Excerpt from a dataset:
....

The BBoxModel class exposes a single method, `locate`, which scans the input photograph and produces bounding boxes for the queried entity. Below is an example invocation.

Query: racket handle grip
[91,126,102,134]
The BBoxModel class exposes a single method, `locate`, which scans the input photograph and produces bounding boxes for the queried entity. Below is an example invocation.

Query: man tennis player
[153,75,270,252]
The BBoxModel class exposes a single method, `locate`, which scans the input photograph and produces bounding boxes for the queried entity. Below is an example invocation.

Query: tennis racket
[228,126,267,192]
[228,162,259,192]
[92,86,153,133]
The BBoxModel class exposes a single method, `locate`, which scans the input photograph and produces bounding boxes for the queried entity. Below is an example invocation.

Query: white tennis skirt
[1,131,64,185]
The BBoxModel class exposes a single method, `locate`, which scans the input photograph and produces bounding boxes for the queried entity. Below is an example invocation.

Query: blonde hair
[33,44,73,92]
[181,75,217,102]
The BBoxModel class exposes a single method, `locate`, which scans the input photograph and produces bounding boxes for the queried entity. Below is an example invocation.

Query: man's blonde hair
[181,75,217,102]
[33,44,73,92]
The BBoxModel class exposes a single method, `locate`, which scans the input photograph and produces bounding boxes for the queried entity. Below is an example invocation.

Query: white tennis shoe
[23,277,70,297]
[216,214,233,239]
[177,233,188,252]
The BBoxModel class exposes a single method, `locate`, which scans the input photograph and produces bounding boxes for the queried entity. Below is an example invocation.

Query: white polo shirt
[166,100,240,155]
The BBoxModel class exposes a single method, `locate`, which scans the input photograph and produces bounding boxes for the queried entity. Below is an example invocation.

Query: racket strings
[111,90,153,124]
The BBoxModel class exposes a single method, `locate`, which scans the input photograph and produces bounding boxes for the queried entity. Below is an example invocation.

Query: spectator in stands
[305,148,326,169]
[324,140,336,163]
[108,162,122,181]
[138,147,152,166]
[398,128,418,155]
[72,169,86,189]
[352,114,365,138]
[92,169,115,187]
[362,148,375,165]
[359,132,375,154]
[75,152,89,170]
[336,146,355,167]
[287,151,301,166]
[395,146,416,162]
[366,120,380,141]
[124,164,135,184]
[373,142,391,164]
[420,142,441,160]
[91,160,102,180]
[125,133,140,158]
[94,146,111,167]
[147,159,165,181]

....

• _Exercise goal_
Please recast the whole listing above as a two-column CSV headed input and output, one row per entry, with each entry's full text under input and its answer under output. Wrap every field in double quotes and replace line breaks with spaces.

• _The response_
input,output
"The BBoxModel class exposes a single method, `locate`, which scans the input photograph and produces bounding boxes for the queried entity. Below is an example invocation. Query: racket handle grip","[91,126,102,134]"
"The BBoxModel class exposes a single method, `locate`, which scans the input photograph and produces bounding boxes for the queried entity. Below is an example invocation. Query: man tennis player","[153,75,270,252]"
"The BBoxModel class exposes a single method, `locate`, which scans the input photograph and produces bounding boxes for the queried entity. Below is an example invocation. Query: tennis racket","[228,126,267,192] [228,162,259,192] [92,86,153,133]"
"The BBoxModel class exposes a single method, `locate`, which scans the input photograph and produces bounding boxes for the queried entity. Below is an example invocation. Query: white tennis skirt","[1,131,64,185]"
"The BBoxModel class exposes a single method, `locate`, which scans the input photograph and produces bounding boxes for the queried entity. Below is an example invocation. Query: blonde hair","[33,44,73,92] [181,75,217,102]"
"The BBoxModel class exposes a single method, `locate`, which scans the input photograph and produces bounding boxes for the queried entity. Below is an example invocation. Query: man's blonde hair","[181,75,217,102] [33,44,73,92]"
"The BBoxModel class exposes a single method, `locate`, which scans the input photograph and produces bounding boxes for the queried entity. Below is an example invocation. Query: white tennis shoe","[23,277,70,297] [216,214,233,239] [177,233,188,252]"
"The BBoxModel class exposes a single method, `locate`, which scans the input photograph and produces bounding boxes for the queried entity. Below is an example invocation. Query: white polo shirt","[166,100,240,155]"
"The BBoxModel class exposes a single method, `locate`, which scans the input photograph and produces bounding boxes for the queried entity. Below is an example invocation. Query: racket strings","[111,90,153,124]"
"The BBoxModel class exposes a single method, `locate`, which scans the input photograph and produces bounding boxes for the queried entity. Below is an example invocation. Query: spectator in stands","[305,148,326,169] [324,140,336,163] [108,162,122,181] [138,147,152,166] [398,128,418,155] [72,169,86,189] [352,114,365,138] [92,169,115,187] [362,148,375,165] [359,132,375,154] [75,152,89,170] [336,146,355,167] [287,151,301,166] [395,146,416,162] [366,120,380,141] [124,164,135,184] [373,142,391,164] [420,142,441,160] [91,160,102,180] [125,133,140,158] [94,146,111,167] [147,159,165,181]"